## Work task A
In the text on Naval's view of risk, what share of disposable income is given as an example of a small investment?
## Work task B
Pick up the text on Naval's view of risk from where it stops, keeping its plain style and surfing metaphor.

## Text excerpt
# # # # #
Why does Naval believe that "risk can be learned"?
Hi there, thrilled to chat about this topic! Naval Ravikant is a thinker I deeply admire, and his perspective on "risk" fundamentally challenges conventional wisdom for many people.
When ordinary folks hear the word "risk," what often comes to mind is gambling, walking a tightrope, or dumping all their savings into the stock market. It feels like arm-wrestling an invisible demon, where winning or losing is left entirely to luck.
But Naval sees it differently. He believes risk isn't something to be "gambled" with by chance; it's something that can be "harnessed" through wisdom and practice.
Why does he think this? Let’s break it down from a few angles, using straightforward language and some metaphors.
1. Think of Risk Like "Surfing," Not "Rolling the Dice"
For many, risk feels like betting on red or black at a casino. You place your chips and then can only pray, with the result completely out of your control. It’s a pure game of luck.
In Naval’s view, real risk is more like learning to surf.
- The Beginner Paddles Out: Someone new to surfing sees a big wave as a huge risk that could slam them underwater. Knowing nothing, they rely on luck and brute force—often with bad results.
- The Expert Catches the Wave: An experienced surfer looks at the same big wave and sees an "opportunity." They can read the wave’s speed, direction, and power, knowing precisely when to paddle, when to stand up, and how to balance. They aren’t gambling; they’re using learned skills to dance with nature.
"Learning risk" is like learning to surf. You aren’t trying to eliminate risk (the waves are always there); you’re learning to recognize it, understand it, and leverage its power.
2. How Do You "Learn" Risk? Naval’s Three Key Mindsets
So, how do you specifically learn risk like surfing? Naval’s core philosophy boils down to these points:
Point 1: Start with "Small Waves" – Avoid Getting Wiped Out
- Corresponding Concept: Avoid Ruin
A smart surf instructor won’t send a beginner into 10-meter monsters on day one. They’ll have you start in waist-deep water on a big, stable board, practicing feeling the current while lying down.
In real life, this means: Don’t play games where one failure means you’re out for good.
- Bad Example: Betting your entire life savings, or even borrowed money, on a cryptocurrency you don’t understand at all. If you lose, game over—you get no chance to learn.
- Good Example: Investing a small portion of disposable income (say, 5%), or spending some evenings while still employed on a side hustle, writing a blog, or starting a podcast. Even if it fails, you’ve only lost some time and energy while gaining valuable experience—your first lesson learned in a "small wave."
Point 2: Get in the Water Often, Experiment, and Don’t Fear Falling
- Corresponding Concept: Play Iterated Games
You can’t learn to surf by reading a book. You have to paddle, try to stand up, fall down, get back up—over and over. Experts have wiped out thousands of times.
# # # # #
## Extracted records
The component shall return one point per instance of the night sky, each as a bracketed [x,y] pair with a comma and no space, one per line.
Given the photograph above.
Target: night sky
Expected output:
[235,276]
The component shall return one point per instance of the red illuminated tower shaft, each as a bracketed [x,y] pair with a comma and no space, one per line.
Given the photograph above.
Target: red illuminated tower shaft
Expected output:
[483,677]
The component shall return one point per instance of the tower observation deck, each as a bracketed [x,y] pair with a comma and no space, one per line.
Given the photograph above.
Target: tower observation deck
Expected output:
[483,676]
# # # # #
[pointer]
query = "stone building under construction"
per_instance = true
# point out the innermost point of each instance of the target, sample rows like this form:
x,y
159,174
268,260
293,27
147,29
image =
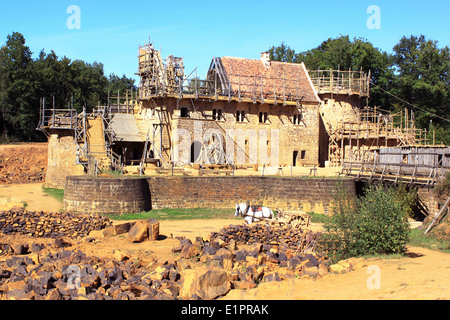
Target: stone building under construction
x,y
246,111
# # # # #
## Answer A
A small portion, such as 5%.

## Answer B
Learning risk is the same. You need to accumulate "risk intuition" through lots of small-scale experiments.
- Each little startup idea, each small investment, each time you speak in public... is a trip into the "water."
- Most attempts won’t yield earth-shattering results and might even "fail." But each failure is like falling off your board—you swallow some water but immediately learn: "Oh, my timing was off just now," or "My balance was wrong."
- These cheap "failure" data points constantly calibrate your judgment. Gradually, your sense of risk becomes sharper.
Point 3: Learn to Spot the "Perfect Wave"
- Corresponding Concept: Look for Asymmetric Upside
The most powerful skill of an expert surfer is spotting the "perfect wave" among countless others — the one with the most potential to give them an epic ride. For them, the effort (a few paddles) and the reward (an amazing experience) are disproportionate.
For Naval, this is the ultimate goal of "learning risk": to find opportunities with an asymmetric payoff — where winning offers enormous gains, but losing costs little.
- What's Asymmetric Upside? It means downside risk is small and known, but the upside potential is huge and unknown.
- Examples:
- Writing a book or a column: What's the worst-case scenario? Spending months of your free time, with no one reading it. The best case? It could go viral, bringing you fame, wealth, and new opportunities. The downside (your time) is fixed; the upside is unlimited.
- Emailing 100 startups you admire offering free help: The worst outcome? No one replies, costing you a few days. The best outcome? One might invite you to join as a core member, and if it goes public, you achieve financial freedom.
Learning to identify these opportunities is the highest-level skill you "learn" from engaging with risk. Your judgment allows you to see the "wave of potential" that others miss.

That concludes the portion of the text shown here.